Identify every line below that contains the word "paper", and copy each one. Case counts.
____ Recorded information
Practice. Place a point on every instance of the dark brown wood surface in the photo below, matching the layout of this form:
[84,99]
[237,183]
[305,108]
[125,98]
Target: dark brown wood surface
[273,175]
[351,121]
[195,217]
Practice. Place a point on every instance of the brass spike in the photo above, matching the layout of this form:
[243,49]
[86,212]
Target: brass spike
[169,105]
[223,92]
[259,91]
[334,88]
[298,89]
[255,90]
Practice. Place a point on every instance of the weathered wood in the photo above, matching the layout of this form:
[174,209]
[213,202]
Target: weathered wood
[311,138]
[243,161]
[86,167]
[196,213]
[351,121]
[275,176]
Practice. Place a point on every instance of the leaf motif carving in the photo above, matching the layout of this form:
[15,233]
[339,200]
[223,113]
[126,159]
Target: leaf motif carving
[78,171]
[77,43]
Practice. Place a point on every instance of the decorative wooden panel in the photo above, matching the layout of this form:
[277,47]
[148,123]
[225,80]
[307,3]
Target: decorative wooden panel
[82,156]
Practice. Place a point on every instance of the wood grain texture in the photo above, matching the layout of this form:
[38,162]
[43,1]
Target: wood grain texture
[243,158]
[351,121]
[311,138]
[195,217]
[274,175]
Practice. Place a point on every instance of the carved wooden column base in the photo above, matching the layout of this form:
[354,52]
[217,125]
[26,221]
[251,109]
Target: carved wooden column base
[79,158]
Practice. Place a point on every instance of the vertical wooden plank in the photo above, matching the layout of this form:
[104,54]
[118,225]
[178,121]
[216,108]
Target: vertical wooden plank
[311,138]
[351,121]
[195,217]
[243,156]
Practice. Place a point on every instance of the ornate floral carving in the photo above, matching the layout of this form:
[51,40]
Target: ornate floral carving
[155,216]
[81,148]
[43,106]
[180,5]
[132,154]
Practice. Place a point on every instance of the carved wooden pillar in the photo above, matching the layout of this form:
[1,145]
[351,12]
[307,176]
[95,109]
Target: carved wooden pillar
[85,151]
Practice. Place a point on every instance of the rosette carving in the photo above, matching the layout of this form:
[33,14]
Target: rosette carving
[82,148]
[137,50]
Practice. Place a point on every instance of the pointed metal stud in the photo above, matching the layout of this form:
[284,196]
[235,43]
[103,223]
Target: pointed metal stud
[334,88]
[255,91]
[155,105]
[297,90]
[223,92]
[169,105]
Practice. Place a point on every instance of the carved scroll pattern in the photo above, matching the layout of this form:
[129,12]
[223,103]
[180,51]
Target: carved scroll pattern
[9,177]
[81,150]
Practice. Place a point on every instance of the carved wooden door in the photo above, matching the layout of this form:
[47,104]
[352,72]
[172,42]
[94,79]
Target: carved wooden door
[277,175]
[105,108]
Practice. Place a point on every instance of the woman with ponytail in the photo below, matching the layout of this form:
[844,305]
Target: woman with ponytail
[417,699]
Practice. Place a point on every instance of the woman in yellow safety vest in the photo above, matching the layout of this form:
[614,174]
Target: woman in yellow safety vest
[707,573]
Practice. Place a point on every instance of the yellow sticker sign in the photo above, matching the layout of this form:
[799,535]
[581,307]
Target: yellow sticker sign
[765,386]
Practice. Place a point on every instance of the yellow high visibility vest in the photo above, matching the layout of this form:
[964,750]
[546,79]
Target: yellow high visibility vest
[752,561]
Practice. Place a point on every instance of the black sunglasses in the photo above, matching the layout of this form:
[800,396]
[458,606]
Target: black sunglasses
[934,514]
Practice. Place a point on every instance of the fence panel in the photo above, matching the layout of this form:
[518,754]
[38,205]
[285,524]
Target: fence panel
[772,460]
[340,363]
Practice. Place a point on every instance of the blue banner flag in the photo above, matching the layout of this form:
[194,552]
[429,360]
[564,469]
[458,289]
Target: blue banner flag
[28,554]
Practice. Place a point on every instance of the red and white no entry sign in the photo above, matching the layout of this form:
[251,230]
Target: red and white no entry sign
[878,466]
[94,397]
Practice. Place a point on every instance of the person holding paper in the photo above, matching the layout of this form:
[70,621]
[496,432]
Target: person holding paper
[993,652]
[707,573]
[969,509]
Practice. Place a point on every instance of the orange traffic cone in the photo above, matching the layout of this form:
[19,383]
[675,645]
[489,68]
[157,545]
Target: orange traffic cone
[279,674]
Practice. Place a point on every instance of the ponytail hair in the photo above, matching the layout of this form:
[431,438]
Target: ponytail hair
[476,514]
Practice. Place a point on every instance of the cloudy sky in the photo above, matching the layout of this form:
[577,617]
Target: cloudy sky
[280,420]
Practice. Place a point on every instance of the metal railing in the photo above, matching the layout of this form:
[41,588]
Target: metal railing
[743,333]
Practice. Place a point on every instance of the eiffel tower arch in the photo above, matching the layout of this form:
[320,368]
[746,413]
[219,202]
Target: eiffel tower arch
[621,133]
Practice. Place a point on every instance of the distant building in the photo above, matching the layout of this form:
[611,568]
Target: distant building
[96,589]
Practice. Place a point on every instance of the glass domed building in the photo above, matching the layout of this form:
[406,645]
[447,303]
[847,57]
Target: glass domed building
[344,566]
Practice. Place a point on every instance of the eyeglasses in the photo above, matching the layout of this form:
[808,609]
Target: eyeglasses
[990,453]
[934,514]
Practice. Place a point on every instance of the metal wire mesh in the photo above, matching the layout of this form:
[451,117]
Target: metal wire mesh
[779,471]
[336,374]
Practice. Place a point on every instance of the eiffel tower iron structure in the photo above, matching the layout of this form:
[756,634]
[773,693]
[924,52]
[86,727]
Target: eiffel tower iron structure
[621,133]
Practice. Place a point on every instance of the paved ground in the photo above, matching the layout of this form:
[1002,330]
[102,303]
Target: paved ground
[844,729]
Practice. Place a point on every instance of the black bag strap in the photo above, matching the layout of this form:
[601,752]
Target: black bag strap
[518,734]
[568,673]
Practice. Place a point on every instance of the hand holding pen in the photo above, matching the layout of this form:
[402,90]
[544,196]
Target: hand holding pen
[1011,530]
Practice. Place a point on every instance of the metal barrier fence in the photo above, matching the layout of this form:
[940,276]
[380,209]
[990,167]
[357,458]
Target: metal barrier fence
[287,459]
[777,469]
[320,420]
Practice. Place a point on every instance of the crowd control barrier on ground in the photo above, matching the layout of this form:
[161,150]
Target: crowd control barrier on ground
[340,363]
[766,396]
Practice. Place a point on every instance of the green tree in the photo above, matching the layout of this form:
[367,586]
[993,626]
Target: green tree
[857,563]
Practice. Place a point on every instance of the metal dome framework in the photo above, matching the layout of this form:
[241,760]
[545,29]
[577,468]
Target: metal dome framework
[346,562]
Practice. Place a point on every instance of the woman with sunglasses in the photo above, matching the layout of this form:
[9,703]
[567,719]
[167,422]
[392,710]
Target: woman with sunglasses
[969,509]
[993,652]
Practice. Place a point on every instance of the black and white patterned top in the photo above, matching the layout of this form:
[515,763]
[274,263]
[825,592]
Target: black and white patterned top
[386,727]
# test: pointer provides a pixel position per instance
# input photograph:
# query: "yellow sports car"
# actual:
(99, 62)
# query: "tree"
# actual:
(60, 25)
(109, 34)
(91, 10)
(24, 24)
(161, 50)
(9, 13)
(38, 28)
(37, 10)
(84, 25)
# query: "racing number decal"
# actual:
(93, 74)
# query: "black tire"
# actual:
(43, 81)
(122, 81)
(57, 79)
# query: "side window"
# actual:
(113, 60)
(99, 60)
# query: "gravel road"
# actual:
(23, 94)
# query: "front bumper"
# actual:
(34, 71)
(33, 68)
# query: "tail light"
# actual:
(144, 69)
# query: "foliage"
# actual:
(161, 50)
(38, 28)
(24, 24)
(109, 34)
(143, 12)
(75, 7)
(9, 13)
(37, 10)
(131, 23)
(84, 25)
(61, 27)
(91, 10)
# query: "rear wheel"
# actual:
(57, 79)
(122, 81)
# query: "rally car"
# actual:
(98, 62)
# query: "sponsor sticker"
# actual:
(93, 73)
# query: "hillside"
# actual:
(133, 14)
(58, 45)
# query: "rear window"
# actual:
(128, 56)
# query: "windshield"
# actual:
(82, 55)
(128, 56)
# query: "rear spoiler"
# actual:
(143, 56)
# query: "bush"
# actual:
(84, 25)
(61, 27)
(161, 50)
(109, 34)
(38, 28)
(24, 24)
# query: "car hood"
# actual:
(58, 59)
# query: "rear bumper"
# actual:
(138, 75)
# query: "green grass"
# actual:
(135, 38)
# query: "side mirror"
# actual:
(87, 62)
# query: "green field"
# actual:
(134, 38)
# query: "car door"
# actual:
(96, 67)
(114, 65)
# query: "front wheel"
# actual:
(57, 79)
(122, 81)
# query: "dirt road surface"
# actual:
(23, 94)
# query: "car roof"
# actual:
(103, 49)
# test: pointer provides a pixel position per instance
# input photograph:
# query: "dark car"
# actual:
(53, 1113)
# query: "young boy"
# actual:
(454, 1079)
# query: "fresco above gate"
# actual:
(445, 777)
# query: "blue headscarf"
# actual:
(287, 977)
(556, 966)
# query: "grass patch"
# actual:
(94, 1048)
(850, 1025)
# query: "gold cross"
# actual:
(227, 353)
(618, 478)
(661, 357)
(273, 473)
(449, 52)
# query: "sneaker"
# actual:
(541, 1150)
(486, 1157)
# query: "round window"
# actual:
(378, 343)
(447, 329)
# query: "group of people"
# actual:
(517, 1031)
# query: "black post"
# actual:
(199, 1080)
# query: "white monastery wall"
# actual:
________
Solution
Practice. Place a point on every instance of the person holding paper in the photo above, matching the layout of this form:
Target: person holding paper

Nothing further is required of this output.